WORK ITEM =>
Reproduce word for word the part of the synthesis procedure starting at "Submitted by Carl" and ending at "B. Smith, III.".

PASSAGE SHOWN =>
------------------------------------------------------------------------
DOI: 10.15227/orgsyn.071.0140

PREPARATION AND USE OF (METHOXYMETHOXY)METHYLLITHIUM: 1-(HYDROXYMETHYL)CYCLOHEPTANOL

[Cycloheptanemethanol, 1-hydroxy-]

Submitted by Carl R. Johnson¹, John R. Medich², Rick L. Danheiser³, Karen R. Romines³, Hiroo Koyama³, and Stephen K. Gee³.

Checked by Darius J. Robinson and Amos B. Smith, III.

1. Procedure

A. 1-[(Methoxymethoxy)methyl]cycloheptanol. A 250-mL, three-necked, round-bottomed flask is equipped with a magnetic stirring bar, a rubber septum, an argon inlet adapter, and a thermometer port. The apparatus is flame dried under reduced pressure and evacuated; the vacuum is broken with argon. The flask is charged with tributyl[(methoxymethoxy)methyl]stannane⁴ (10.5 g, 28.7 mmol) and evacuated for 15 min; the vacuum is broken with argon. The flask is charged with 40 mL of dry tetrahydrofuran (Note 1), a low temperature thermometer is set into the flask and the solution is cooled to −78°C using a dry ice-acetone bath. A solution of butyllithium (2.5 M in hexanes, 11.2 mL, 28.0 mmol) (Note 2) is added via a syringe over a period of ~5 min while maintaining a reaction temperature below −60°C. Stirring is continued for no more than 5 min (Note 3), at which time cycloheptanone (2.70 g, 24.0 mmol) (Note 4) is added neat via a syringe. After the solution is stirred for 30 min at −78°C, the dry ice-acetone bath is removed and the reaction mixture is diluted with 40 mL of saturated aqueous ammonium chloride. The resulting mixture is stirred for 30 min and then extracted with three 40-mL portions of ethyl acetate. The combined organic layers are washed with 20 mL of saturated aqueous sodium chloride, dried over anhydrous sodium sulfate, filtered, and concentrated at reduced pressure using a rotary evaporator to provide 12.8 g of crude product. The crude product is purified by flash chromatography on a 70-mm diameter column packed with 130 g of silica gel (Note 5) using 5% ethyl acetate/hexane to elute the tin by-products and 30% ethyl acetate/hexane to elute the title compound. The product fractions are combined and concentrated at reduced pressure using a rotary evaporator to provide 1-[(methoxymethoxy)methyl]cycloheptanol (4.1–4.3 g, 91–95% based on cycloheptanone) as a colorless liquid (Note 6).
------------------------------------------------------------------------
[Saved entries]
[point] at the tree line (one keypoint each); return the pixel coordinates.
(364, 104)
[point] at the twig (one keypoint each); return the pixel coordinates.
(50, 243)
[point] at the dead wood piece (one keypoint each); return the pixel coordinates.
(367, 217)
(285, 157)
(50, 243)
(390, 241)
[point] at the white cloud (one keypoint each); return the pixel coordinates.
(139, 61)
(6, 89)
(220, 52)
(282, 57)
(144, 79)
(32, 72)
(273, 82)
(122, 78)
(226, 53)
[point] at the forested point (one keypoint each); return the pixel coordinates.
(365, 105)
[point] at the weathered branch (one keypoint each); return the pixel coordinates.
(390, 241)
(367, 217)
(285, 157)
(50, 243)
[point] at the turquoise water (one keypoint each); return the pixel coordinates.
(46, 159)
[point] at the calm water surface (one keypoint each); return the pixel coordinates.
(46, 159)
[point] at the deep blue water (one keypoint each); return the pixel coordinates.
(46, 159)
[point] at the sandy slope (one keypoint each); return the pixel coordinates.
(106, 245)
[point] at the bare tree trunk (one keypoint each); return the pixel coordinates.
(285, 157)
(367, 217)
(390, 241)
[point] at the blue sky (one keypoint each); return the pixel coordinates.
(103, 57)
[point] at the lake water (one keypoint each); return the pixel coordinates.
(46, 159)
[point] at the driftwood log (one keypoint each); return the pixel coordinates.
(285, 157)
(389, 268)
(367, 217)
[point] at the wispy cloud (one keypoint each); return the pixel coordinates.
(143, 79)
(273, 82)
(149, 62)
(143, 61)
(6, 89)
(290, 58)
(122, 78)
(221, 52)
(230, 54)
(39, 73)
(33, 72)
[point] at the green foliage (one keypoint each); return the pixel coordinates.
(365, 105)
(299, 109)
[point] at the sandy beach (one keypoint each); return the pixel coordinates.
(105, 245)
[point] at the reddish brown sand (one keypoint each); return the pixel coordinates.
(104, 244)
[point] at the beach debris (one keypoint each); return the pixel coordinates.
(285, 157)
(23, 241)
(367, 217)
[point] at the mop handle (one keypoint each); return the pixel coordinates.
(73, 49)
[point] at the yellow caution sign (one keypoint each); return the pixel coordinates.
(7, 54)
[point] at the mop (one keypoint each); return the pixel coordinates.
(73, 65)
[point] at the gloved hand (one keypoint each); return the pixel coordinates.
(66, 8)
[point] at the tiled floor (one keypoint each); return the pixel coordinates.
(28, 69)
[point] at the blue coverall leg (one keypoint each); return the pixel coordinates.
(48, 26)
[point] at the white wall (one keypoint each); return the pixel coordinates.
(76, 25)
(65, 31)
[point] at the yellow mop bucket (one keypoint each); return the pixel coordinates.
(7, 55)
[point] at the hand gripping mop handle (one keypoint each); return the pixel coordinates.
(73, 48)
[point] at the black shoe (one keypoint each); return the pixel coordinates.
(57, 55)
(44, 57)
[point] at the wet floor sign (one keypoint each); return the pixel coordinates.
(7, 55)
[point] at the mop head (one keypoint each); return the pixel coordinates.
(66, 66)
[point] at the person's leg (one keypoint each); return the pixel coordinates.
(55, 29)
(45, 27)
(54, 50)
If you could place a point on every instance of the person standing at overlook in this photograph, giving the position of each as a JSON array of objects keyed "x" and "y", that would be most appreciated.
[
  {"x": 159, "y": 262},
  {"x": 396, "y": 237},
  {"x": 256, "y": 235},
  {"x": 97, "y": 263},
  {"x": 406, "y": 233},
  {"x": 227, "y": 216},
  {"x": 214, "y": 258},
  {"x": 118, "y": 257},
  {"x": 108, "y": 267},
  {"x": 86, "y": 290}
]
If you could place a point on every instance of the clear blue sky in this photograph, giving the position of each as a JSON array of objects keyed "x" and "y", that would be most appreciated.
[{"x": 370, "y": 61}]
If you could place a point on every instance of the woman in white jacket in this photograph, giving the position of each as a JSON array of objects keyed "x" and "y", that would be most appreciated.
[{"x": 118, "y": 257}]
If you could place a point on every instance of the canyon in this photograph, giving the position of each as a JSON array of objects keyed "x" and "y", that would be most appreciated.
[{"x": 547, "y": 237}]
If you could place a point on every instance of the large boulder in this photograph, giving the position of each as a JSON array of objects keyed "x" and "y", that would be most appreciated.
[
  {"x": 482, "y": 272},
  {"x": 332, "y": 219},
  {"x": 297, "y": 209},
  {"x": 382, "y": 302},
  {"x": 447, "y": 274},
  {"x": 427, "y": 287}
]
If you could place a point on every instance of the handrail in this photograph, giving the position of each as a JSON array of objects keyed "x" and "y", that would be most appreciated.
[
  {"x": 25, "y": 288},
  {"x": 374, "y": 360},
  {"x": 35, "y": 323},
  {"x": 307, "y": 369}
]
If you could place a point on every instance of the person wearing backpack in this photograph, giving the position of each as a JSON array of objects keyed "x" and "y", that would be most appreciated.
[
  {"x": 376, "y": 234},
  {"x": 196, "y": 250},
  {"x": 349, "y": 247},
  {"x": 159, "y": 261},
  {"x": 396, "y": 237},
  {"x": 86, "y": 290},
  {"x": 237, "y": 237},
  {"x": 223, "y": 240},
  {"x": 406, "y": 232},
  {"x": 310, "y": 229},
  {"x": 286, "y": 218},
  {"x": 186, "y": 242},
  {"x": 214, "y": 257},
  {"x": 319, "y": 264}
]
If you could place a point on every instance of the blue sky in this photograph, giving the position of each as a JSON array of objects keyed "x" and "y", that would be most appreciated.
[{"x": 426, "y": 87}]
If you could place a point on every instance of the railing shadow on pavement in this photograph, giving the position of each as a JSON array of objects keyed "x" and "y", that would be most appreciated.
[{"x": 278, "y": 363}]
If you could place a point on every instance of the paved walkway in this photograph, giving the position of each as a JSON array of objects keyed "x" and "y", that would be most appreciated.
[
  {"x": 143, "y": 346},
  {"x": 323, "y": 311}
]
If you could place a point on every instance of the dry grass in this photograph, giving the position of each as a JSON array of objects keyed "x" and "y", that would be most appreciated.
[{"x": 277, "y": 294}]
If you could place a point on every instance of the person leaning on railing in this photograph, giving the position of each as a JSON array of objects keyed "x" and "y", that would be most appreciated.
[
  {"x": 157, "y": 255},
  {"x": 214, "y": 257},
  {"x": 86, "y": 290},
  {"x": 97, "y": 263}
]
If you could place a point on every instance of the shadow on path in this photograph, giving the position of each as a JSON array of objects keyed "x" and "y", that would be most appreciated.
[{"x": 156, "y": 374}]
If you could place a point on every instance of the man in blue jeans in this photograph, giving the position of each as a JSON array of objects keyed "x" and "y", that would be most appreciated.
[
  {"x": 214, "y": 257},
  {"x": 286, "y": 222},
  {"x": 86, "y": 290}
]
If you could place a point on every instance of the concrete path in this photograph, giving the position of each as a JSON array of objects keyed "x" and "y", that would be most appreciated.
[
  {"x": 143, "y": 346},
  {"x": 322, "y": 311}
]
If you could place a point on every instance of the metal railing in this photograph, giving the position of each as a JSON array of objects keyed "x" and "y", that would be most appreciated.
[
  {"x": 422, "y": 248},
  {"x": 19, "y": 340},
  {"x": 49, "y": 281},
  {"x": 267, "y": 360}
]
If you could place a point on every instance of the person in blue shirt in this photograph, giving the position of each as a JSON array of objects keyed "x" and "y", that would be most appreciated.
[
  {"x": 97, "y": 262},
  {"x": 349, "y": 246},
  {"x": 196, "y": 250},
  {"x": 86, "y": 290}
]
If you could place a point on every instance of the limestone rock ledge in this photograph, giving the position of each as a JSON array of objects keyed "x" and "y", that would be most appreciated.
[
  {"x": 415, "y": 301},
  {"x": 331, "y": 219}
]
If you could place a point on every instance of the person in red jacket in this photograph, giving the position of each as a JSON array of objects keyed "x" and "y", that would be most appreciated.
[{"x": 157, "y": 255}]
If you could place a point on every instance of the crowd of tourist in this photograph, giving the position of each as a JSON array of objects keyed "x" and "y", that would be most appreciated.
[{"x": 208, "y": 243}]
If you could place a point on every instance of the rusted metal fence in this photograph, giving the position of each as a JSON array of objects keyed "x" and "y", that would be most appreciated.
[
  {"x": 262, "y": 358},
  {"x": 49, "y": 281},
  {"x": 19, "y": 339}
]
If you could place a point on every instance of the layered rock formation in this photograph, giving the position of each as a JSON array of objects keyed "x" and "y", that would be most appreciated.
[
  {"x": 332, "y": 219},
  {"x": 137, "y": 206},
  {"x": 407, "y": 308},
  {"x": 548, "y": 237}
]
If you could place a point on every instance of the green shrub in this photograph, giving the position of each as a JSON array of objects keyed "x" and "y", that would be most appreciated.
------------------------------------------------------------------------
TASK RESULT =>
Submitted by Carl R. Johnson¹, John R. Medich², Rick L. Danheiser³, Karen R. Romines³, Hiroo Koyama³, and Stephen K. Gee³.

Checked by Darius J. Robinson and Amos B. Smith, III.